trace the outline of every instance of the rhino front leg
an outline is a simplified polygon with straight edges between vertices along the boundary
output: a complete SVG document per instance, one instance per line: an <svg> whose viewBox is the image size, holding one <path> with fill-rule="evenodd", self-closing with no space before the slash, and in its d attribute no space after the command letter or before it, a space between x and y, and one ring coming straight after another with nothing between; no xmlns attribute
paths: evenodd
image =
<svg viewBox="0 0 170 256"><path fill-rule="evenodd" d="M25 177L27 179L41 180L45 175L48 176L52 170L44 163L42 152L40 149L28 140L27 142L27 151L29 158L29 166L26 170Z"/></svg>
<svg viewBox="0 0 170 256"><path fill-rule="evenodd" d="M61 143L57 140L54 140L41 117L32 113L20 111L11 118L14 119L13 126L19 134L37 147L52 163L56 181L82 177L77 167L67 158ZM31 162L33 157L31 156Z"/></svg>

☆ ☆ ☆ ☆ ☆

Task prompt: Convert the material above into a JSON list of strings with one string per line, leaving out any blank lines.

Answer to the exercise:
[
  "trace the outline of every instance of the rhino front leg",
  "an outline is a simplified polygon with straight edges between vertices along the boundary",
  "output: a complete SVG document per instance, one instance per line: an <svg> whose viewBox is the image size, holding one <path> with fill-rule=\"evenodd\", self-closing with no space before the slash, and in its d attribute no space after the command letter or before it, a space between x and y, and one ring coming straight after another with nothing between; no xmlns attribute",
  "paths: evenodd",
  "image =",
  "<svg viewBox=\"0 0 170 256\"><path fill-rule=\"evenodd\" d=\"M25 177L27 179L41 180L45 175L48 176L52 170L44 163L42 152L40 149L28 140L27 142L27 151L29 158L29 166L26 170Z\"/></svg>",
  "<svg viewBox=\"0 0 170 256\"><path fill-rule=\"evenodd\" d=\"M61 143L57 140L54 140L41 117L32 113L20 111L11 118L14 119L13 126L19 134L37 147L52 163L56 181L82 177L77 167L67 158ZM31 162L33 157L31 156Z\"/></svg>"
]